> What you need to do
An exact copy of the line containing "For every instance of the utility" and of every line after it, through the last line of the material, is what should be returned.

======

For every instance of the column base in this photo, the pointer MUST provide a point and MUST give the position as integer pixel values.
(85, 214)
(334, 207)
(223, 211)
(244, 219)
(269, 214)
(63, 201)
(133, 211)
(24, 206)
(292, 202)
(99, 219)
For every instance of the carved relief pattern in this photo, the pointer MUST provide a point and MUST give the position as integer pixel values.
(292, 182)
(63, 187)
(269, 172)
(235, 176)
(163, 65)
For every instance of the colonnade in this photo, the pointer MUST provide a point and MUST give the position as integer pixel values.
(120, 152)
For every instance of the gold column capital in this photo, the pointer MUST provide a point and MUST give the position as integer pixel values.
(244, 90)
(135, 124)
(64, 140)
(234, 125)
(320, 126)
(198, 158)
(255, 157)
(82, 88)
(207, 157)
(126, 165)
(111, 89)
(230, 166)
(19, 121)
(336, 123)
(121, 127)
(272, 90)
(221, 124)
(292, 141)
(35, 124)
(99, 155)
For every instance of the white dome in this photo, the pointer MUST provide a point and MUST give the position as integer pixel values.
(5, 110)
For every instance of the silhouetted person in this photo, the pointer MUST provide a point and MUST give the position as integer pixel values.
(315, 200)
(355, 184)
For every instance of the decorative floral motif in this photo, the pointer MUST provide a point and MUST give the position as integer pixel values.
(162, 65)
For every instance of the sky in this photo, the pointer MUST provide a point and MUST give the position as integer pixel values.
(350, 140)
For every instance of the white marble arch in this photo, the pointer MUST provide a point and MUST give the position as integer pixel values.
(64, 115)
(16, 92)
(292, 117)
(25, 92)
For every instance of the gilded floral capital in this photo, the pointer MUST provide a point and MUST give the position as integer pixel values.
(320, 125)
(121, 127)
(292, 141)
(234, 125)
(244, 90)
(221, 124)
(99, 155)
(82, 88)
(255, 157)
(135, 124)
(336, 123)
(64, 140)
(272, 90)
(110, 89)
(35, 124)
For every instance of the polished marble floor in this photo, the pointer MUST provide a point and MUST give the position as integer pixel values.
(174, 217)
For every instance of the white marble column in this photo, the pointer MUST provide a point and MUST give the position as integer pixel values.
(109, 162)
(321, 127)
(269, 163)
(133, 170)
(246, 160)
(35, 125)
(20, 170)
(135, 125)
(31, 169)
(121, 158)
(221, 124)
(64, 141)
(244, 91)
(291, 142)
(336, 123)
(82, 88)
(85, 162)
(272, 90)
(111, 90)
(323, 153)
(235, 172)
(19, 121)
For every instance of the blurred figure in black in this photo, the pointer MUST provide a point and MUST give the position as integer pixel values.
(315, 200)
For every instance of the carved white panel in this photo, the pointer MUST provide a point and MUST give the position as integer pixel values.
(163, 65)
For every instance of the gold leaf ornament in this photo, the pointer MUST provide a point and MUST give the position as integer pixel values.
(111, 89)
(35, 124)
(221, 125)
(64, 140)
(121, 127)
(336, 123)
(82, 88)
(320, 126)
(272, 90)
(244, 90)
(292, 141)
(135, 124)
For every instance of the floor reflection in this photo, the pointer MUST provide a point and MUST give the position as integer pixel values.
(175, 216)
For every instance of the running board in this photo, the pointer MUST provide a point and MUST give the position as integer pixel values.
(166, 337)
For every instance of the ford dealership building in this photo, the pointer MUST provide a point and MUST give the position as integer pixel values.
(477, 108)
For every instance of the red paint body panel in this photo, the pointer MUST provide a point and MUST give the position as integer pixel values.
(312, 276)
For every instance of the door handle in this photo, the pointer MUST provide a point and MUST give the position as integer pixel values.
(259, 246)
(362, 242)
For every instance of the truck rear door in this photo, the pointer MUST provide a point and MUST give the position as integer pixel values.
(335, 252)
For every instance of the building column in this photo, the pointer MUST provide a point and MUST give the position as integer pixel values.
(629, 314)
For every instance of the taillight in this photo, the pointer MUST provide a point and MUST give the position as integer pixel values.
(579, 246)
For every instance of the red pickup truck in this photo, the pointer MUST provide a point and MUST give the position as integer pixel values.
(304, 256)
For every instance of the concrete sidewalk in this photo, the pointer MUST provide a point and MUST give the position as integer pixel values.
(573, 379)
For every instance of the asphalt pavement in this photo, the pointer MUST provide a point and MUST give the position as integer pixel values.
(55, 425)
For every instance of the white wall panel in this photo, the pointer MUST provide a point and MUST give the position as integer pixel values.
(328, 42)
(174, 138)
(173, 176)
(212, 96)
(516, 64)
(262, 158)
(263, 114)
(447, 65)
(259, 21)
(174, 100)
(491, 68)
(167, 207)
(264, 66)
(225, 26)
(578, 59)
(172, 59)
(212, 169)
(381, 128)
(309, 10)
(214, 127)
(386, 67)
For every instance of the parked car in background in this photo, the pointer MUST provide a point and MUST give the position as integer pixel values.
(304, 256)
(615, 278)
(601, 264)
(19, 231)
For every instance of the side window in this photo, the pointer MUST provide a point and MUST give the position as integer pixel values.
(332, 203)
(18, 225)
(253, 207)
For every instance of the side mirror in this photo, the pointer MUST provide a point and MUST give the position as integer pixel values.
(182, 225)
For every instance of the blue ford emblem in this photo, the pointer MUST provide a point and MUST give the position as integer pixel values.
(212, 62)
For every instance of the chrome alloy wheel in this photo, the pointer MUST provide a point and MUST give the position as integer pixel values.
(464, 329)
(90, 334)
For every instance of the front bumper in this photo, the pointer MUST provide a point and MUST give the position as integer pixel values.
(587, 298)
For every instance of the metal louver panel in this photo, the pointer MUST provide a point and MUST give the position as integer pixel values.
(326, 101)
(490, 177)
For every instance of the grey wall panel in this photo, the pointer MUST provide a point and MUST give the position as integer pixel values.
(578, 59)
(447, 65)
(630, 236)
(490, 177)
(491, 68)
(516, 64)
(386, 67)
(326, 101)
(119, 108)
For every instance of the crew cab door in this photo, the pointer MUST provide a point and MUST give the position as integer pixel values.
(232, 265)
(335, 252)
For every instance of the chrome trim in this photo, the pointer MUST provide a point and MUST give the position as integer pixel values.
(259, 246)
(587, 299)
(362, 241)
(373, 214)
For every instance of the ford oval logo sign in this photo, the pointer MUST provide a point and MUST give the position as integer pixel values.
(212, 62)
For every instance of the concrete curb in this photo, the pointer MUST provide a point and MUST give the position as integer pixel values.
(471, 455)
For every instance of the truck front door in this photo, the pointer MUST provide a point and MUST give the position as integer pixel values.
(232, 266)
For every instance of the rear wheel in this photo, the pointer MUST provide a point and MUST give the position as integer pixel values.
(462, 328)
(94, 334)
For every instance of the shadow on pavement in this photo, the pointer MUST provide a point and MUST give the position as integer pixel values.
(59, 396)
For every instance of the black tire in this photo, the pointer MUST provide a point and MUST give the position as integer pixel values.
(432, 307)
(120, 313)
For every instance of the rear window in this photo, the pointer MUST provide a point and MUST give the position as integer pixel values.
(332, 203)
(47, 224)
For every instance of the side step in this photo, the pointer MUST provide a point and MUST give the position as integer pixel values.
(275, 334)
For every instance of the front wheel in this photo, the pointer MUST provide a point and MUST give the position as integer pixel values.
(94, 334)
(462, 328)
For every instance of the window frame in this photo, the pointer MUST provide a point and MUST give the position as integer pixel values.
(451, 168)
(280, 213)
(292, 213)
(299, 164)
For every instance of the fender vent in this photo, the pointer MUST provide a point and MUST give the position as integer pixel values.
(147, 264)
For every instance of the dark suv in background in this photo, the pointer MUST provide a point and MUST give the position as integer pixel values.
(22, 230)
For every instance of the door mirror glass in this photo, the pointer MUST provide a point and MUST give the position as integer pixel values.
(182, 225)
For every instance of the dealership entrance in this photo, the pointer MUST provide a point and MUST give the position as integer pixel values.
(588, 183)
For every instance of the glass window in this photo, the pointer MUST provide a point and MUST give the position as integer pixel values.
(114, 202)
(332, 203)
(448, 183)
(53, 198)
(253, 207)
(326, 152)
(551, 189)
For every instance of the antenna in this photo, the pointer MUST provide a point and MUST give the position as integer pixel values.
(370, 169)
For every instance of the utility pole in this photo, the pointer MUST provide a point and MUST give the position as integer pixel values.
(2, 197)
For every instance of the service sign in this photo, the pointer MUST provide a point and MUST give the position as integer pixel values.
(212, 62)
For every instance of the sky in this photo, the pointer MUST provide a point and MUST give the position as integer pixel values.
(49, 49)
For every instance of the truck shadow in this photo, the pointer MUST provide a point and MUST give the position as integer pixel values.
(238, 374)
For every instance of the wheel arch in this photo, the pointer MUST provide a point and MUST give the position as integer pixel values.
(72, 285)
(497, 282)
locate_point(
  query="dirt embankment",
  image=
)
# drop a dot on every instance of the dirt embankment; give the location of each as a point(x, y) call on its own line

======

> Solution to the problem
For every instance of the utility pole in this photo, the pointer MUST provide a point and MUST give the position as integer pixel values.
(2, 197)
For every instance of the service sign in this photo, the pointer MUST provide a point and MUST give the position as integer pixel values.
(212, 62)
For every instance of the sky in this photo, the pointer MUST provide a point and MUST give the position as integer pixel values.
(49, 49)
For every instance of the truck shadow in this photo, the pointer MUST provide a point and MUST give the position as integer pixel values.
(238, 374)
For every instance of the wheel arch in this photo, the pointer MUST provide a point and MUST give the position as integer pixel values.
(72, 285)
(497, 282)
locate_point(
  query="dirt embankment",
  image=
)
# drop a dot on every instance of the dirt embankment; give the location of each as a point(x, y) call on its own line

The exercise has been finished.